** Records to process follows **

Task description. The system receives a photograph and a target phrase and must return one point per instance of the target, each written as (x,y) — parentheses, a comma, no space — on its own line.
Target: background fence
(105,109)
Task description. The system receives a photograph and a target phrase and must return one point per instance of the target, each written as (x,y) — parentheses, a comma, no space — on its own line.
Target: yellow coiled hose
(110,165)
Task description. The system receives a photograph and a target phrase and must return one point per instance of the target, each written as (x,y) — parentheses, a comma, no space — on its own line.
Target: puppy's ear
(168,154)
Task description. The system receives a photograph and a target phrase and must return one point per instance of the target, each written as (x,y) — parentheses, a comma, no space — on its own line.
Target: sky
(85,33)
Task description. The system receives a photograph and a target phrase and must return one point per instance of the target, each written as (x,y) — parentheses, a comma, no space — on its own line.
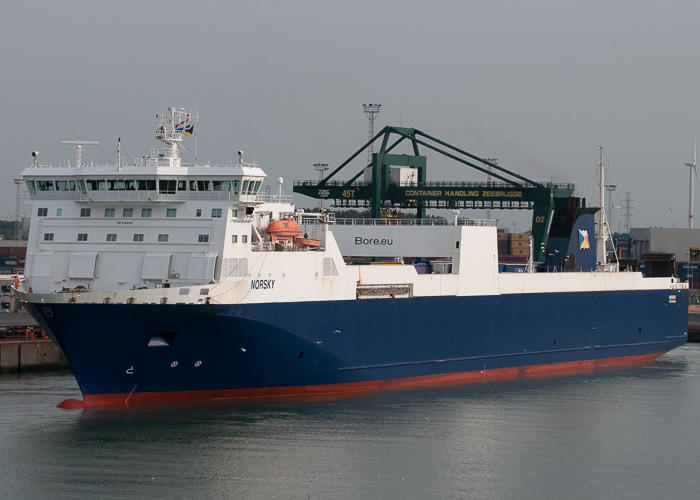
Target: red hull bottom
(336,390)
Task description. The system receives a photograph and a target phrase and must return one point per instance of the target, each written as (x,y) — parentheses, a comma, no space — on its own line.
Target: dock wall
(30,355)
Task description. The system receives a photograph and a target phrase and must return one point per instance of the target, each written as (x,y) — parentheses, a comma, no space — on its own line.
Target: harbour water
(619,432)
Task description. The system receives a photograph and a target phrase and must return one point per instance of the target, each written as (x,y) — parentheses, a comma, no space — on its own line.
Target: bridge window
(166,186)
(146,184)
(44,186)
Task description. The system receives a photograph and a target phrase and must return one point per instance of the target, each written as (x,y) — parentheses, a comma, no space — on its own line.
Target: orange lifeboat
(287,229)
(283,229)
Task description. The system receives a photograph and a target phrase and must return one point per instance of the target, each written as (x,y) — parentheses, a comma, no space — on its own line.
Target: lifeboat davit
(287,229)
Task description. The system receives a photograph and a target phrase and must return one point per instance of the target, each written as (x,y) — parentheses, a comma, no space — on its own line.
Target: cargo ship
(162,282)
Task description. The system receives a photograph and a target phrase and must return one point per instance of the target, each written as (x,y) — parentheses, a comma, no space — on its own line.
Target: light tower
(371,112)
(320,168)
(488,181)
(628,213)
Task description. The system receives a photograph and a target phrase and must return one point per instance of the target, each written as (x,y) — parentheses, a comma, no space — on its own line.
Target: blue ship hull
(143,352)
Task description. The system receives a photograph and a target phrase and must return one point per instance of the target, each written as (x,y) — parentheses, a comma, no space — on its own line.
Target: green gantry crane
(511,191)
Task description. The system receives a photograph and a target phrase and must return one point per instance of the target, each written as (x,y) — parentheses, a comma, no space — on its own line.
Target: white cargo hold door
(41,264)
(82,265)
(155,266)
(201,266)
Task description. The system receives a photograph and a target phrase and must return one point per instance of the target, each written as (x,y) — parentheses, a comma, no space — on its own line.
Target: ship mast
(601,233)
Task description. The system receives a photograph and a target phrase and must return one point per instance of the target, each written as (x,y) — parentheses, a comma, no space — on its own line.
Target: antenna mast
(79,149)
(371,112)
(600,234)
(690,182)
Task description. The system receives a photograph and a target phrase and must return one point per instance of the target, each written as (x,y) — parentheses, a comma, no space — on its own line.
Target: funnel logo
(583,243)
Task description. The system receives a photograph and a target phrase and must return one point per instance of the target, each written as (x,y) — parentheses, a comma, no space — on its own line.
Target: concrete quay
(19,354)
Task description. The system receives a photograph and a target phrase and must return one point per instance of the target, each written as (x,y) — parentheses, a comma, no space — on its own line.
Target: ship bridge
(399,181)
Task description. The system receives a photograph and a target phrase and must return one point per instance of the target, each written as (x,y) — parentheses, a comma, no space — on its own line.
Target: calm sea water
(628,432)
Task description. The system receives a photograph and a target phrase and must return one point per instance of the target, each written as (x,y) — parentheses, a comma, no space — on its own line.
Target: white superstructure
(159,231)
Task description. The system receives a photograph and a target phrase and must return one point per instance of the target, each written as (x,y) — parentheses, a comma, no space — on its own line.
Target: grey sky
(538,85)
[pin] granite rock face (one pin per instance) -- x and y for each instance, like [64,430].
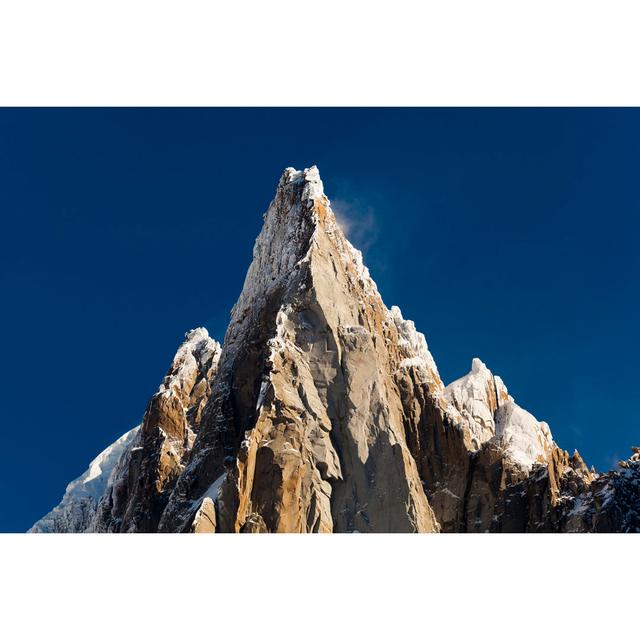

** End of Records to process **

Could you set down the records above exactly, skipping any picture?

Task description. The system receives a photograph and a target phrase and must return one point per instance of the target, each written as (x,y) — parentheses, a comma, no space — on its own line.
Target: background fence
(105,109)
Task description. The system receives a photograph and a target phrase and must return one point per instance of the target, each written as (x,y) — parentheses, a comma, no space — on its own line.
Target: yellow coiled hose
(110,165)
Task description. The system receives a photograph and a target phrase and must return one point per instance of the target, each written as (x,y) — parentheses, a comma, no space — on its own line.
Target: puppy's ear
(168,154)
Task description. The system receives a photograph and a target phrase and must return one point per instance of the target, each written as (x,y) — parentheses, a comma, no space — on its own line.
Target: sky
(85,33)
Task description. The system receives a photograph and a target phrase and must return one point per instance of the target, each written as (x,y) — parentheses, a comma, no space — on its own line.
Target: red hull bottom
(336,390)
Task description. The system receives a photograph and a target phrase and must return one point per instance of the target, each written as (x,y) — parentheses, a comma, no space — on its own line.
Target: dock wall
(30,355)
Task description. The system receives a photograph and a target phrase and must return one point per instance of the target, each written as (x,y) — parentheses, a comma, no space — on its own line.
Target: harbour water
(619,432)
Task description. The system receives a photograph and a target phrase and must return one point per instance of the target, each written as (x,y) — parentheses, a comma, no space — on its own line.
Target: bridge window
(166,186)
(146,184)
(44,186)
Task description. The system receives a photograph and a target phrase and must return one point per instance of the target, each written as (x,y) — parentheses, a comma, no space — on its own line.
Target: orange lifeboat
(287,229)
(283,229)
Task description. The system receives a photograph and a target phrase and must return one point per instance of the target, each written as (x,y) — parentheses, a comma, no space — on its own line.
Target: lifeboat davit
(287,229)
Task description. The system receives a photograph and a target phrase and must return one point per instance of the target, each written as (x,y) — parentheses, a comma, no space — on its own line.
Target: cargo ship
(162,282)
Task description. The system receives a photograph and a target phrase and must return one point per instance of the target, each written as (x,y) — parentheses, a comma, no space — on its own line.
Target: light tower
(371,112)
(320,168)
(488,181)
(628,213)
Task description. The system receives a photograph and a target phrase and must return one point per instance of the target, each written as (x,y) — parentheses, a comma, no space — on its own line.
Target: blue ship hull
(143,352)
Task description. The system receives a photograph and a target phrase and must return one point per instance of the target, each written as (x,y) — parentheses, a comma, no space — on its own line.
Target: green gantry crane
(511,191)
Task description. The system receives a photograph and a target phrase and must return one point per instance of the target, each written as (x,y) — parentheses, a comma, no space — on its own line.
Target: white cargo hold door
(41,264)
(82,265)
(155,266)
(201,266)
Task description. The system receives a photograph and a target phrase and must return one point per instance of the target, each written as (x,y) — parentheses, a comma, no space — on its own line.
Target: ship mast
(601,233)
Task description. The system receives a photograph and a target phrase and must return one point per instance of the target, each written as (x,y) — parentheses, a comma, no space — on its own line.
Target: antenna mast
(79,149)
(371,112)
(600,234)
(690,182)
Task description. The system receives a photograph and a target phrase and must return one point per instance of the target, each written as (x,y) — parentheses, a comma, no space — on its own line.
Target: funnel logo
(583,243)
Task description. The system receives a photograph and a target phrase and must return one point per instance of the target, each written as (x,y) — parentheses, a comma, no space — on its own line.
Target: concrete quay
(19,354)
Task description. The system receives a photograph and a target phrase and must return one point per instance of the target, each written as (x,y) — parentheses, a comma, no space — on its own line.
Target: ship bridge
(399,181)
Task description. The system receives a photograph and a target phrase and must return one point per instance of the target, each written as (x,y) — parentheses, a comma, no space — on its own line.
Target: calm sea water
(628,432)
Task description. The system receives a photograph and a target phrase and must return one point per instance of the target, each written as (x,y) — parentheses, a comma, no space — on its own line.
Target: white superstructure
(159,231)
Task description. The system receives a photograph and a target phrase and must return one point per instance of the target, each written as (x,y) — parentheses, a comma, no space — on its own line.
Target: grey sky
(538,85)
[pin] granite rock face (one pin per instance) -- x and y for each instance, like [64,430].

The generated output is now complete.